▶ Exercise description: Please give again every entry exactly as it appears, setting aside the pictures.

▶ Given records:
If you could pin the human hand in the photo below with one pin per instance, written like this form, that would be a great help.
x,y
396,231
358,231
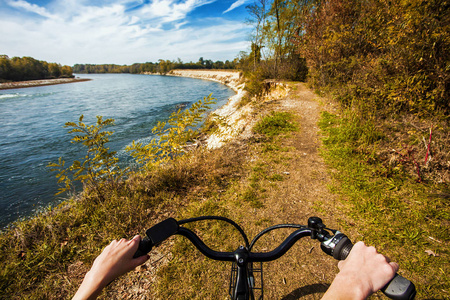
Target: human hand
x,y
115,260
362,273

▶ Result of the task:
If you could pin the human hand in the photo below with one pin per instance, written like this form, that would be a great help.
x,y
396,231
358,231
Target: human hand
x,y
115,260
362,273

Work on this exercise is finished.